### TEXTO PARA LEITURA
Para: Meus sobrinhos e futuros pesquisadores

Olá, meus queridos. Estou escrevendo esta carta para contar-lhes sobre as aventuras de seu tio farinheiro viajante, filho de terras distantes

que voou para longe de seu ninho em busca de novos caminhos.

Migrante de Concórdia do Pará, cheguei na capital paraense, Belém do Pará (onde resido atualmente), no ano de 2012, para cursar a

faculdade de Pedagogia pelas Faculdades Integradas Ipiranga, enquanto bolsista do Programa Universidade para Todos. Paralelo a isso, iniciei

meus estudos em Dança, inicialmente como bailarino interprete-criador da Companhia Moderno de Dança e de seu grupo preparatório, Grupo de

Dança Moderno em Cena. Em seguida, no ano de 2016, no curso técnico profissionalizante de Dança na Escola de Teatro e Dança da Universidade

Federal do Pará (ETDUFPA) e, no ano seguinte, em 2017, como mestrando em Artes pelo Programa de pós-graduação em Artes da UFPA.

Com um projeto que nem mesmo eu sabia por onde caminharia, busquei a partir de então, por meio da criação em Dança, reencontrar-me

e reinventar-me. Dessa forma, impulsionado pela vontade de pesquisar minhas

origens, isto é, minha terra natal, enquanto lugar-potência-pulsão para criação em

Dança, quase sete anos depois de ter partido, retornei à minha casa de farinha:

Concórdia do Pará.

UM TRAJETO DE VIDA-ARTE e ACADEMIA

Inicialmente, quando ingressei no mestrado acadêmico em Artes da UFPA, meu projeto de pesquisa chamava-se "Farinha Poética: A poesia

e um processo criativo em dança" e tinha a pretensão de fazer um espetáculo de dança em homenagem as mulheres produtoras de farinha de

Concórdia do Pará, minha cidade natal, uma homenagem à história de minha mamãe enquanto mulher-farinheira.

### TAREFA 1
Imprima o trecho da carta que vai de "UM TRAJETO DE" até "mamãe enquanto mulher-farinheira.".

### ITENS EXIBIDOS
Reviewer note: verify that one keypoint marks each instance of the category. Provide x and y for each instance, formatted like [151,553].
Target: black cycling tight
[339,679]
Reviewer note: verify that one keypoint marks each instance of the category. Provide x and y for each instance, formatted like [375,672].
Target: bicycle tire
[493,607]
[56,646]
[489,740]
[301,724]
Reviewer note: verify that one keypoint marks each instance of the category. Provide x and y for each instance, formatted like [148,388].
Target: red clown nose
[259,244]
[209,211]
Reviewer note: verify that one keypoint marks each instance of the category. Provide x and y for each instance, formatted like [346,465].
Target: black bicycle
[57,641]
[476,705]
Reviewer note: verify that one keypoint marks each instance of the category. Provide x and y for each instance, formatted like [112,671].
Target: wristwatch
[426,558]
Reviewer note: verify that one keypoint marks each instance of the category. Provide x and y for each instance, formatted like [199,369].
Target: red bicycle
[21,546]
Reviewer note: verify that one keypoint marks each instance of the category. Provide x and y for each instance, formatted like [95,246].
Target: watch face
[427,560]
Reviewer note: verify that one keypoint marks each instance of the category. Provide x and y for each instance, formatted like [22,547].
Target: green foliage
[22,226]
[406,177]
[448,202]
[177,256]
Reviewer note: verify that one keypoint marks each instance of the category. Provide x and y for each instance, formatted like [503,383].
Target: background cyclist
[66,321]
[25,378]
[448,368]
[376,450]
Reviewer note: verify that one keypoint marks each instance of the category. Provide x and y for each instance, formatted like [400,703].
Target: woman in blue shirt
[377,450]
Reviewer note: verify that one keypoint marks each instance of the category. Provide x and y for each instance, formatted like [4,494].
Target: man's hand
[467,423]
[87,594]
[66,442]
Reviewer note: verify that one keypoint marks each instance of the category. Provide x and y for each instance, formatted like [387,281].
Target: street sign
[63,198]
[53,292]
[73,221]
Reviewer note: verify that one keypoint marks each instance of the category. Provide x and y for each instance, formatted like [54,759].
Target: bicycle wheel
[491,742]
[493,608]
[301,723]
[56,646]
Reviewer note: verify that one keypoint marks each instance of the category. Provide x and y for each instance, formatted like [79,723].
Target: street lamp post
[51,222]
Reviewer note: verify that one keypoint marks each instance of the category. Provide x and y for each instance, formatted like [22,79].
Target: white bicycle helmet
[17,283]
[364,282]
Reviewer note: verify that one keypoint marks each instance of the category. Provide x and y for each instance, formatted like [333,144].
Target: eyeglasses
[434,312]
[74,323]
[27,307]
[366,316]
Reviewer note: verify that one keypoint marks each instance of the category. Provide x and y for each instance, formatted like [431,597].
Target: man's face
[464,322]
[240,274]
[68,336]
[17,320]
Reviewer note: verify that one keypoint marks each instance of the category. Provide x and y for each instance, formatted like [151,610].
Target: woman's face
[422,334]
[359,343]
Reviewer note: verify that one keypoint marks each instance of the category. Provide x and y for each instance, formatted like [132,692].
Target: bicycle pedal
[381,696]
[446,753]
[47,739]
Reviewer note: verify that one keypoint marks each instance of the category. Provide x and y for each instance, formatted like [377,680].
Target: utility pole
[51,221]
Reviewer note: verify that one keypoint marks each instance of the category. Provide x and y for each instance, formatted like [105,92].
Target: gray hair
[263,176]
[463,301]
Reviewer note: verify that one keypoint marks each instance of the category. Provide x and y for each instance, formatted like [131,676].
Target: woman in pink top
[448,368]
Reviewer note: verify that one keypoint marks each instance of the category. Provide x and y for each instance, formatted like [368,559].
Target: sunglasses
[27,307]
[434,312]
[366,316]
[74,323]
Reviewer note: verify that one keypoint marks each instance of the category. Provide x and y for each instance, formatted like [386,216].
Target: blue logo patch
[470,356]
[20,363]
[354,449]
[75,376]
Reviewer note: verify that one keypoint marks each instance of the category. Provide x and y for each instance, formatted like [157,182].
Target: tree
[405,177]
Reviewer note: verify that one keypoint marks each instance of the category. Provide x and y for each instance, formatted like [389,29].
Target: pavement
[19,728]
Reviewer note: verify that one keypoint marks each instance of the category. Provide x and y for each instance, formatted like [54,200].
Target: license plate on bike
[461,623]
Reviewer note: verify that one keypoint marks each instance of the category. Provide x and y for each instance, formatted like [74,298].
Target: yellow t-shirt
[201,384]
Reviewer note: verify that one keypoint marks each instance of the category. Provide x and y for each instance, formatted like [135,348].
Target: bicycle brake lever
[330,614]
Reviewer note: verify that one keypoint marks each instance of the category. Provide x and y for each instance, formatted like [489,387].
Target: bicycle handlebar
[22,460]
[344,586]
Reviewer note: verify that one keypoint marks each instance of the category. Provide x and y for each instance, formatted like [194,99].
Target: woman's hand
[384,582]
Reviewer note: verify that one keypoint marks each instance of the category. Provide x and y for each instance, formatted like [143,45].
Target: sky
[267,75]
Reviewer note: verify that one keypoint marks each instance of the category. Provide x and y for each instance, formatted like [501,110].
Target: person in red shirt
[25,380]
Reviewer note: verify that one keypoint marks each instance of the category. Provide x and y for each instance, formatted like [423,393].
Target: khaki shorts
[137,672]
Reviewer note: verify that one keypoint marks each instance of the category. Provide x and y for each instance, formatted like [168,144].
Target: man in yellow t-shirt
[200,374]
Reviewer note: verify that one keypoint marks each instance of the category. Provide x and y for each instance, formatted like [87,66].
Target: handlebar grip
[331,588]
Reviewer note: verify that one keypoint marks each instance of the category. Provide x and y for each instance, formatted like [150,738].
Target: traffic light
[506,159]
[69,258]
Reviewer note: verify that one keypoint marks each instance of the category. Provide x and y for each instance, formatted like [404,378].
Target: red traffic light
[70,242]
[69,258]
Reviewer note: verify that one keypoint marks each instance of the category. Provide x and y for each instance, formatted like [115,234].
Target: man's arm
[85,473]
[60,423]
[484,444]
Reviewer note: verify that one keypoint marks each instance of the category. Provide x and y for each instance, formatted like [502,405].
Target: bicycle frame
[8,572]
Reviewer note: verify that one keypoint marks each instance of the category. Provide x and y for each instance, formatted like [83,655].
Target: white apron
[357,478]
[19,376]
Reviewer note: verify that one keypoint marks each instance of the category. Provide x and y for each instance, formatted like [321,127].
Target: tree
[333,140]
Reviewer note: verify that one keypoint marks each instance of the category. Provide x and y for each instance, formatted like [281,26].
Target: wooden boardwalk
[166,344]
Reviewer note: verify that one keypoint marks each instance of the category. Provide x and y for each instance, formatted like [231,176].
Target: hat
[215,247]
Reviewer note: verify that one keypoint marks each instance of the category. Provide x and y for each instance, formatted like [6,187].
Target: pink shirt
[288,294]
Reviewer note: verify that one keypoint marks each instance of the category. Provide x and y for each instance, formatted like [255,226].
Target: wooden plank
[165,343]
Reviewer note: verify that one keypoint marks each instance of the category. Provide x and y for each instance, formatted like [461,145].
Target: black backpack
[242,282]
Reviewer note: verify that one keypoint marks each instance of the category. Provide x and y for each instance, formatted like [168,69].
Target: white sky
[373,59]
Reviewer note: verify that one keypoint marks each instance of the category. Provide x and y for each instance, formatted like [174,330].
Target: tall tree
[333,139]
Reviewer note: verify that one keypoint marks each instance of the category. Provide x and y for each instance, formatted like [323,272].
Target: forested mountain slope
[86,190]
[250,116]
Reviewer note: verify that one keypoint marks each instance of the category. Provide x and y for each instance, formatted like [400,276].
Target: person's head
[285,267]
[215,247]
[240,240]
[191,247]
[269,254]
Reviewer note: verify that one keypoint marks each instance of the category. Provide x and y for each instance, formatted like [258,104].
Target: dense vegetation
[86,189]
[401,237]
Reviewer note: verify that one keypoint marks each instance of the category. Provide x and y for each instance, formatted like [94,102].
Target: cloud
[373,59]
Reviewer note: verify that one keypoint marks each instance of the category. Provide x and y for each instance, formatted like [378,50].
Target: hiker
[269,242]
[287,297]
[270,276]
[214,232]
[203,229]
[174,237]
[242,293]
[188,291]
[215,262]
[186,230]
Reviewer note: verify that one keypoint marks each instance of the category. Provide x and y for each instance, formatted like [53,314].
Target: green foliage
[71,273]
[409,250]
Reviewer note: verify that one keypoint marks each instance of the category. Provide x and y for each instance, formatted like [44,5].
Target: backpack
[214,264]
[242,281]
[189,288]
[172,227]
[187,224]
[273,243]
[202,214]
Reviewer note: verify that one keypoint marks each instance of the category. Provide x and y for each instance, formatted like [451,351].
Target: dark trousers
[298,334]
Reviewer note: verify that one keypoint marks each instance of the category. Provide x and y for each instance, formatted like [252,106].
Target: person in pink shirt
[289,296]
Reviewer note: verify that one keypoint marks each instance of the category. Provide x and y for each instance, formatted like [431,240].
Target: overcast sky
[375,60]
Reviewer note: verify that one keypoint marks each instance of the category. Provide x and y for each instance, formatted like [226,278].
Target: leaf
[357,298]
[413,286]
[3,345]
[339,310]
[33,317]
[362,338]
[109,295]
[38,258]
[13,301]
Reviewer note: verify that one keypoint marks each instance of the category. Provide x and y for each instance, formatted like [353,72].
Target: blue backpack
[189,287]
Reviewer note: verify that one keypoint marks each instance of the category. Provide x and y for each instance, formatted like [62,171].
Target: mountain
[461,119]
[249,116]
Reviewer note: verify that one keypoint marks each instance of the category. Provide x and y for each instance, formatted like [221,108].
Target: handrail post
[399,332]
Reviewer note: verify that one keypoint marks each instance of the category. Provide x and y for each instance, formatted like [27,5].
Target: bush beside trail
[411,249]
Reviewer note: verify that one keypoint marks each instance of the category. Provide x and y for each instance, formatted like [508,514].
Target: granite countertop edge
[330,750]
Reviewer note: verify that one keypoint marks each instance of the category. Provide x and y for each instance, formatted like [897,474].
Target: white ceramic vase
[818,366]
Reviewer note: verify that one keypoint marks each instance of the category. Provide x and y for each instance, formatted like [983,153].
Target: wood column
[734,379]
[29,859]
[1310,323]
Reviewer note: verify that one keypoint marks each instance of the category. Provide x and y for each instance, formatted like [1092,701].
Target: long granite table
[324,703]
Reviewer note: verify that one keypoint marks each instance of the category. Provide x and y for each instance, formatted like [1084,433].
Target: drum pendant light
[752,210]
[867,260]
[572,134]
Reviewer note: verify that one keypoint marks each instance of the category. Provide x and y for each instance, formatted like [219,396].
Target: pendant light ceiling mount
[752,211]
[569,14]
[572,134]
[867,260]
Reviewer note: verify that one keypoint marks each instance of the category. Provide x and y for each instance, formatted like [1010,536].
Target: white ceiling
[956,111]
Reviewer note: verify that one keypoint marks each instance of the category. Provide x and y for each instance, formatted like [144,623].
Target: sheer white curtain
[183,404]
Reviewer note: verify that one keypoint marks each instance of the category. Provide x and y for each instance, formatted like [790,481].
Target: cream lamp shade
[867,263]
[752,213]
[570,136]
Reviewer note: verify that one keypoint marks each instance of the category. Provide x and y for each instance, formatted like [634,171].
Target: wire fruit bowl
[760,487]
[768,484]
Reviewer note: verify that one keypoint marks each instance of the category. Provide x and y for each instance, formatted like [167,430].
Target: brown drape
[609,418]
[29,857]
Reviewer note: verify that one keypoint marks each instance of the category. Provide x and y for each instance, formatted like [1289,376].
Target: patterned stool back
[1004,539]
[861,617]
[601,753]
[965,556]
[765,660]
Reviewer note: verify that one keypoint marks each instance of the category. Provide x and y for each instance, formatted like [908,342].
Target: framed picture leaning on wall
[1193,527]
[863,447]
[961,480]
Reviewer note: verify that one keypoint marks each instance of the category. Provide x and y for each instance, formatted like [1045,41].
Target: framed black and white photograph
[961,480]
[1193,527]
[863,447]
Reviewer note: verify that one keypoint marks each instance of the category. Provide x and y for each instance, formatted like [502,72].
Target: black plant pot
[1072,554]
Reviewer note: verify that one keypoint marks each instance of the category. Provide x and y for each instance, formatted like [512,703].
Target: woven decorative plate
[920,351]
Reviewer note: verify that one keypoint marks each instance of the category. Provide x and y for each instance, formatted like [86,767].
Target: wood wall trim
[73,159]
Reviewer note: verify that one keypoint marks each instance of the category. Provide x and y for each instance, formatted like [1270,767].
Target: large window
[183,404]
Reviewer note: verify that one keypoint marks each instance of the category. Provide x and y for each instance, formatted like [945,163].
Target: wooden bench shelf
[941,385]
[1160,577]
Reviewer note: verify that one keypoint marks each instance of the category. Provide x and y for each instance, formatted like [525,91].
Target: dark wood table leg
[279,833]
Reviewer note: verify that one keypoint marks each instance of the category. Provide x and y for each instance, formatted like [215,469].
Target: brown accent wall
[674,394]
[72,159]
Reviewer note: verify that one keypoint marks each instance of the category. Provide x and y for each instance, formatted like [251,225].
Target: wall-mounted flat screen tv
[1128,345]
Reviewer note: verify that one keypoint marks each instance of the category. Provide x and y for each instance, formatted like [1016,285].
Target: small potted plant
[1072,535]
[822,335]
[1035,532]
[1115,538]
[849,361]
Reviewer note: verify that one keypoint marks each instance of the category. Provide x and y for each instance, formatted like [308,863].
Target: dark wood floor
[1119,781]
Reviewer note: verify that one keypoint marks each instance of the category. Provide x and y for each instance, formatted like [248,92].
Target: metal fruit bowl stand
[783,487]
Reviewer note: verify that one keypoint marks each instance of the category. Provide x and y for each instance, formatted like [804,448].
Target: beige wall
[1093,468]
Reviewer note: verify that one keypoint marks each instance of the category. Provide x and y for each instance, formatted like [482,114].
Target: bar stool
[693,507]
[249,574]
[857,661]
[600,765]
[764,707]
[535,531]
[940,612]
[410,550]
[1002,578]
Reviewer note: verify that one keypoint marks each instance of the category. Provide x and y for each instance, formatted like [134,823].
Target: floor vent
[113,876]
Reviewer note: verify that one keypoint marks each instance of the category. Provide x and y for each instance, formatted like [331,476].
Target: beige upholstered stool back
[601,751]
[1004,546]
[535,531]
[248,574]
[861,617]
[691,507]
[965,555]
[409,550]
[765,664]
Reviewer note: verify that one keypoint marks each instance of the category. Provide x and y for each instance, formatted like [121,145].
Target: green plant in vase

### TAREFA 2
Por favor, devolva cada linha da listagem em que aparece a palavra "dark".

### RESPOSTA 1
UM TRAJETO DE VIDA-ARTE e ACADEMIA

Inicialmente, quando ingressei no mestrado acadêmico em Artes da UFPA, meu projeto de pesquisa chamava-se "Farinha Poética: A poesia

e um processo criativo em dança" e tinha a pretensão de fazer um espetáculo de dança em homenagem as mulheres produtoras de farinha de

Concórdia do Pará, minha cidade natal, uma homenagem à história de minha mamãe enquanto mulher-farinheira.

### RESPOSTA 2
Target: dark trousers
Target: dark wood table leg
Target: dark wood floor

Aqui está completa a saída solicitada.